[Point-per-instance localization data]

········

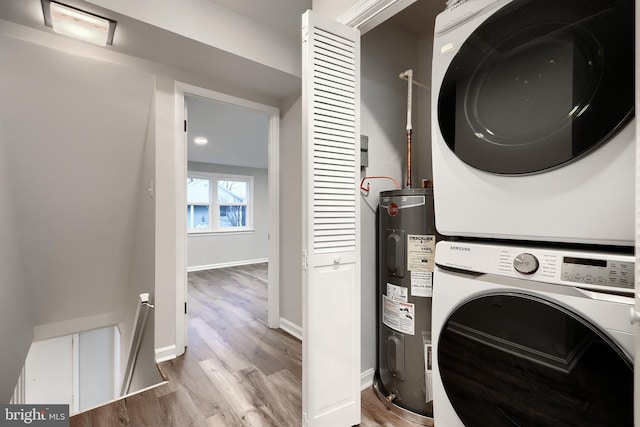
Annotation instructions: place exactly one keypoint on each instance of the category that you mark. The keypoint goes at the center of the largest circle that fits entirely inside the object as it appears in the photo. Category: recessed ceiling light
(200, 140)
(78, 24)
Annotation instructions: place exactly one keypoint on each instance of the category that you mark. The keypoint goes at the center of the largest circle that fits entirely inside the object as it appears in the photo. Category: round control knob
(526, 263)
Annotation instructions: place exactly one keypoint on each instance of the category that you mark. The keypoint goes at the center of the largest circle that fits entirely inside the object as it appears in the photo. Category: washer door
(540, 83)
(519, 360)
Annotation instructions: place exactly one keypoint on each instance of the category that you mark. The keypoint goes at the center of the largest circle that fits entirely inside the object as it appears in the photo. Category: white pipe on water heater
(409, 76)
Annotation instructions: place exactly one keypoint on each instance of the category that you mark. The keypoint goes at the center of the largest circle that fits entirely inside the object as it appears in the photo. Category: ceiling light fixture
(78, 24)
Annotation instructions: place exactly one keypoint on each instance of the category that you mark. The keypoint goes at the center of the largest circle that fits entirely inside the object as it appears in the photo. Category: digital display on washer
(599, 272)
(585, 261)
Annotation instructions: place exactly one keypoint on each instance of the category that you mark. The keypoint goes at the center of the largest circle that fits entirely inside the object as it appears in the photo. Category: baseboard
(366, 378)
(227, 264)
(291, 328)
(166, 353)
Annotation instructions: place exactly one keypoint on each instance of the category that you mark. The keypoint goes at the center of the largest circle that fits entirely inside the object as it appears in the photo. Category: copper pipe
(409, 133)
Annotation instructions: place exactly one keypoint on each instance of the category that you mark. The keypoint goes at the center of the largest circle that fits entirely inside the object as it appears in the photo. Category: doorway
(218, 224)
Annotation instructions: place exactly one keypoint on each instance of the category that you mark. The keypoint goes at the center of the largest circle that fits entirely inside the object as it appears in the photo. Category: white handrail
(140, 322)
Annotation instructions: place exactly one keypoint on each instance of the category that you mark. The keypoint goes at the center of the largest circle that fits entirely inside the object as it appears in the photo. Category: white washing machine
(526, 336)
(533, 120)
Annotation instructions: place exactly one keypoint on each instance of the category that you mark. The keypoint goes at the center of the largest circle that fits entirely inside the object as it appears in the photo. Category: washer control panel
(611, 272)
(594, 271)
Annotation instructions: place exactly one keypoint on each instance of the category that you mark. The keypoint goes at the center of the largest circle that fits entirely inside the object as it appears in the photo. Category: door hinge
(305, 259)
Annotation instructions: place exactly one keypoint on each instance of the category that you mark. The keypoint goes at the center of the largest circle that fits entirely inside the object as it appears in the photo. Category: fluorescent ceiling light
(200, 140)
(78, 24)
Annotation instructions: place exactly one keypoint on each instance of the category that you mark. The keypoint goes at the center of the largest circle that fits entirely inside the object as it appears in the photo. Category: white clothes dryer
(526, 336)
(533, 133)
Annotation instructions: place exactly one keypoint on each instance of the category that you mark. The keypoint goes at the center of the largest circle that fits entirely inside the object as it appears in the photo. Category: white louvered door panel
(635, 315)
(331, 283)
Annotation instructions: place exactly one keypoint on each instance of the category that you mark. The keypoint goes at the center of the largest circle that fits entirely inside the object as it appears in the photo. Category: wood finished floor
(236, 371)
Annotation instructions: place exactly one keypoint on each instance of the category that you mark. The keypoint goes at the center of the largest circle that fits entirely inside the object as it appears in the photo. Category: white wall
(142, 271)
(291, 212)
(75, 129)
(16, 324)
(214, 250)
(387, 51)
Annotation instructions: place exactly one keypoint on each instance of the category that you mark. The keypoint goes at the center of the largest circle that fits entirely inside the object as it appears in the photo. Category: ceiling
(141, 40)
(419, 18)
(238, 136)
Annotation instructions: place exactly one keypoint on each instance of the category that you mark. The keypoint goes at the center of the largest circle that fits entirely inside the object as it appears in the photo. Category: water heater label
(421, 251)
(399, 316)
(421, 284)
(397, 293)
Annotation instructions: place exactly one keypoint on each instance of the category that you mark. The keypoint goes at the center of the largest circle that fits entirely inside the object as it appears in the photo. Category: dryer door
(539, 84)
(513, 359)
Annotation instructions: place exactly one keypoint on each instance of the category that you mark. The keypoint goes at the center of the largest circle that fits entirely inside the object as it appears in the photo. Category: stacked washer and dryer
(533, 165)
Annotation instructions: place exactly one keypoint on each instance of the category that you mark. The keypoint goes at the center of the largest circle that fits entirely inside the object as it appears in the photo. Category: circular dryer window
(519, 360)
(540, 84)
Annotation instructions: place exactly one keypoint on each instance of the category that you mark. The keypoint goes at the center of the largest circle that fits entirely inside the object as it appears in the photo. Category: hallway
(235, 372)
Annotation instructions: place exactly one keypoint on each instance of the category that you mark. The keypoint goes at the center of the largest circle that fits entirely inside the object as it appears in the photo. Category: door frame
(273, 286)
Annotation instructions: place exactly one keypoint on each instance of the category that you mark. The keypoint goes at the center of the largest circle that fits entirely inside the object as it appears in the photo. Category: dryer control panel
(610, 272)
(598, 271)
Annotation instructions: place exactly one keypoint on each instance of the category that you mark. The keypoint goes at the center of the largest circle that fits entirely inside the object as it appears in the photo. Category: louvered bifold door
(331, 255)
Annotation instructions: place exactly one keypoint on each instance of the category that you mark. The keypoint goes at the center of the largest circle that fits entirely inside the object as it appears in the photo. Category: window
(218, 202)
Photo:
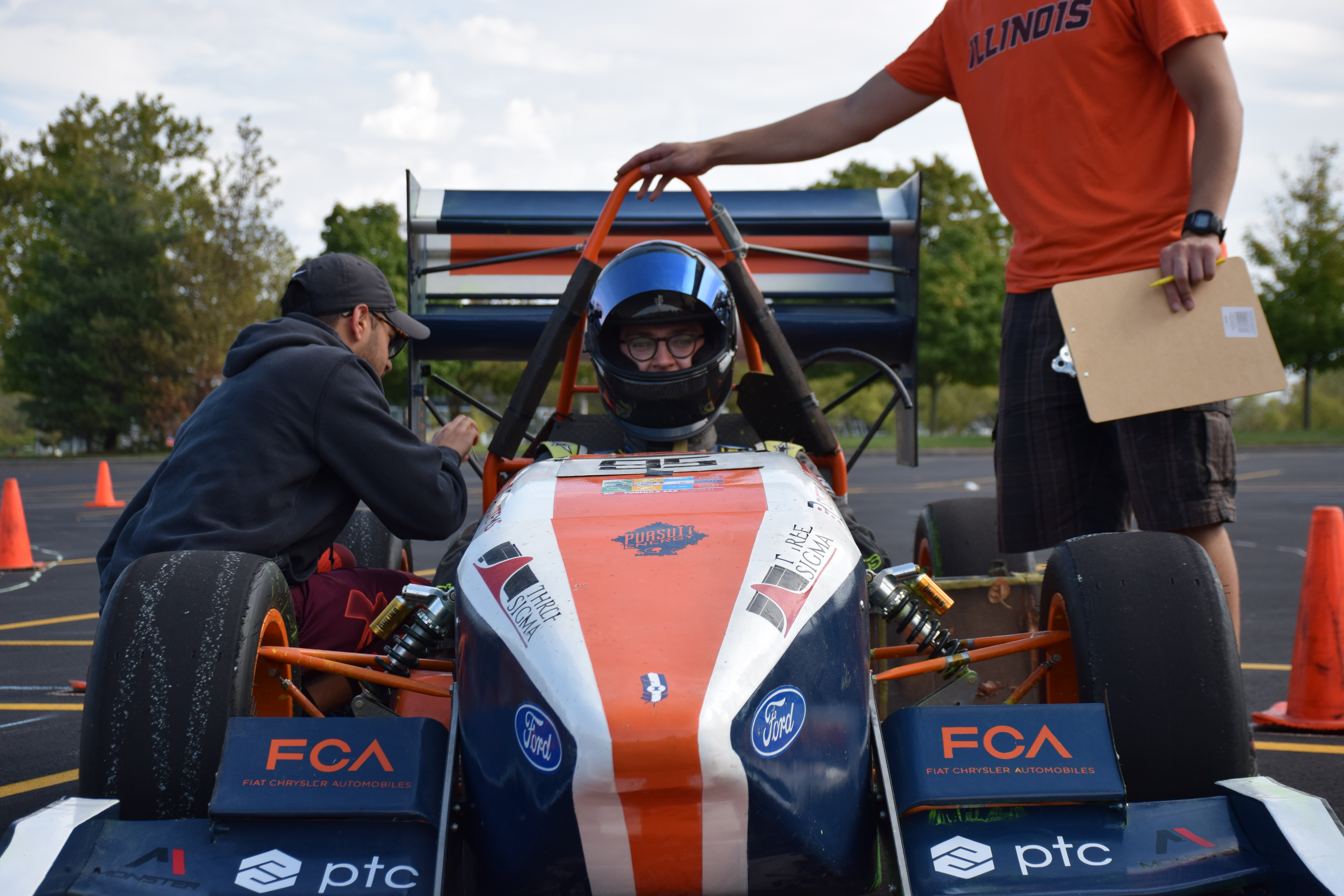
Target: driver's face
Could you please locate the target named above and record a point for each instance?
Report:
(663, 361)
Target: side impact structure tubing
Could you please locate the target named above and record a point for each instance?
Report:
(818, 437)
(537, 377)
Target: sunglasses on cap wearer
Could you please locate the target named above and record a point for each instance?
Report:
(643, 349)
(397, 343)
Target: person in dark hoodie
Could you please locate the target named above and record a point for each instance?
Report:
(278, 459)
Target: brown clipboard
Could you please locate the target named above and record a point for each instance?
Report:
(1134, 355)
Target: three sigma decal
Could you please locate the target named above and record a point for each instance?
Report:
(517, 589)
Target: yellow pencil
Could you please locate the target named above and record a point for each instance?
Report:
(1173, 280)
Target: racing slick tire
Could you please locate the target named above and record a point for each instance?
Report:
(1152, 639)
(960, 536)
(374, 546)
(174, 660)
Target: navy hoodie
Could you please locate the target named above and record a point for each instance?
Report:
(278, 459)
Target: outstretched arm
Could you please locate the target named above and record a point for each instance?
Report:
(878, 105)
(1204, 78)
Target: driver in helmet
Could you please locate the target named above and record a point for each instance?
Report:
(662, 331)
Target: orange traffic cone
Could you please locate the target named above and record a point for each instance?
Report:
(15, 549)
(103, 495)
(1316, 686)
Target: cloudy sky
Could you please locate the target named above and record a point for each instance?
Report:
(533, 95)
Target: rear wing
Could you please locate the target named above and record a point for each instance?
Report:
(498, 311)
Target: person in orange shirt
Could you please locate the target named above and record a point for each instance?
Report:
(1108, 132)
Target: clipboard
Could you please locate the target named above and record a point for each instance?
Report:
(1134, 355)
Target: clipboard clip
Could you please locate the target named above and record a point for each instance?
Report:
(1064, 363)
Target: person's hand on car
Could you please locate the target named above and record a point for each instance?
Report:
(669, 160)
(460, 435)
(1190, 260)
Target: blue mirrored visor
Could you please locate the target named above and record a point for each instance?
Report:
(657, 271)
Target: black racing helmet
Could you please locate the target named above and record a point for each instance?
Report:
(663, 283)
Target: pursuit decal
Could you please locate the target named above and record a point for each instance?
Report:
(779, 721)
(661, 539)
(655, 687)
(518, 590)
(624, 608)
(538, 738)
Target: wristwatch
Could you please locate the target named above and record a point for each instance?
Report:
(1204, 222)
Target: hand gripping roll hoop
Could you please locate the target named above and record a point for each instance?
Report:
(428, 624)
(908, 597)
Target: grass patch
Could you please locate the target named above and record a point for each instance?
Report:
(888, 444)
(1330, 436)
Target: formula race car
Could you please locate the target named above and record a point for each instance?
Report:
(671, 672)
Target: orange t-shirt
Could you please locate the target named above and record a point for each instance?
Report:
(1084, 142)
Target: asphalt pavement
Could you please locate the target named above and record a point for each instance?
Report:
(40, 717)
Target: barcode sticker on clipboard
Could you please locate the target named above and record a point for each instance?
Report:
(1240, 323)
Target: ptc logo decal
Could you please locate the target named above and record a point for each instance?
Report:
(962, 858)
(779, 721)
(268, 872)
(655, 687)
(661, 539)
(538, 737)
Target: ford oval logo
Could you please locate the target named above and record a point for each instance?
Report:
(538, 737)
(779, 721)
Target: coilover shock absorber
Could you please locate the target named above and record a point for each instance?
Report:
(428, 622)
(909, 598)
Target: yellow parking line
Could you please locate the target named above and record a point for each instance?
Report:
(38, 784)
(1291, 747)
(49, 622)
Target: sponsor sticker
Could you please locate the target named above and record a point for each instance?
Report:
(655, 687)
(661, 539)
(268, 872)
(517, 589)
(661, 485)
(779, 721)
(963, 858)
(538, 738)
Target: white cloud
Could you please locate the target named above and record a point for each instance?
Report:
(498, 41)
(525, 128)
(416, 115)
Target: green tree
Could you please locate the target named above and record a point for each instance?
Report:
(1304, 256)
(93, 210)
(236, 263)
(963, 249)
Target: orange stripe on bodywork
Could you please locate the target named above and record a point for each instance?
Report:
(647, 613)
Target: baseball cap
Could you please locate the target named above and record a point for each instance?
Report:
(337, 283)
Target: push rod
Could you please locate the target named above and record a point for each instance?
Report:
(964, 659)
(501, 260)
(913, 649)
(830, 260)
(489, 412)
(368, 660)
(299, 659)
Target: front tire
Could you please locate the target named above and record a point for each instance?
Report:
(1152, 639)
(174, 660)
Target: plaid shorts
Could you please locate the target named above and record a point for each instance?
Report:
(1061, 476)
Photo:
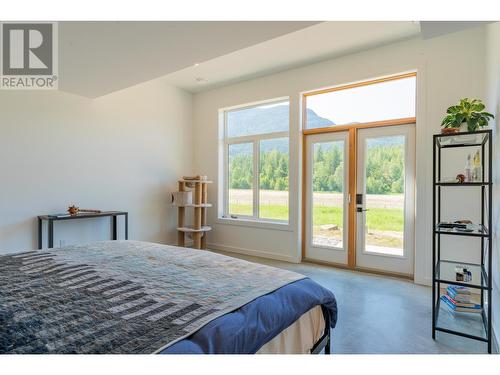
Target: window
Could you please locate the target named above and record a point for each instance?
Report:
(379, 100)
(256, 162)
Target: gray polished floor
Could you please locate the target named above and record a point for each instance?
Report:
(379, 314)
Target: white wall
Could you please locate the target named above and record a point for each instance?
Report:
(493, 79)
(123, 151)
(445, 74)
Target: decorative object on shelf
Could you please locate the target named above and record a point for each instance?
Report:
(74, 210)
(459, 299)
(460, 178)
(463, 273)
(183, 199)
(468, 111)
(459, 276)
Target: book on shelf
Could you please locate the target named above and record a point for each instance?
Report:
(476, 309)
(460, 304)
(459, 294)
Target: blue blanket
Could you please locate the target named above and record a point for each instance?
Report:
(248, 328)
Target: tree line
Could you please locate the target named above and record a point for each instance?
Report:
(384, 170)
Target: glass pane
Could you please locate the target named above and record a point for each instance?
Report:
(328, 194)
(273, 169)
(384, 183)
(262, 119)
(241, 179)
(377, 102)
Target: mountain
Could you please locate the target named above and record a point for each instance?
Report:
(266, 120)
(276, 119)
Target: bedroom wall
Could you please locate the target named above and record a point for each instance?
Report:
(445, 74)
(122, 151)
(493, 79)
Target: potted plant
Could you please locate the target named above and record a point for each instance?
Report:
(468, 111)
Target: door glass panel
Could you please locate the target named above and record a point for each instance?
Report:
(240, 179)
(328, 194)
(384, 195)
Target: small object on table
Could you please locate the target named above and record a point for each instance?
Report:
(463, 221)
(62, 217)
(74, 210)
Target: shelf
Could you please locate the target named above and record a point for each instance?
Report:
(481, 231)
(462, 183)
(205, 228)
(467, 139)
(465, 324)
(202, 205)
(445, 273)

········

Filter the data above, keeping only lines that include the string "clipboard".

Target: brown clipboard
Target: clipboard
Target: clipboard clip
Target: barcode sticker on clipboard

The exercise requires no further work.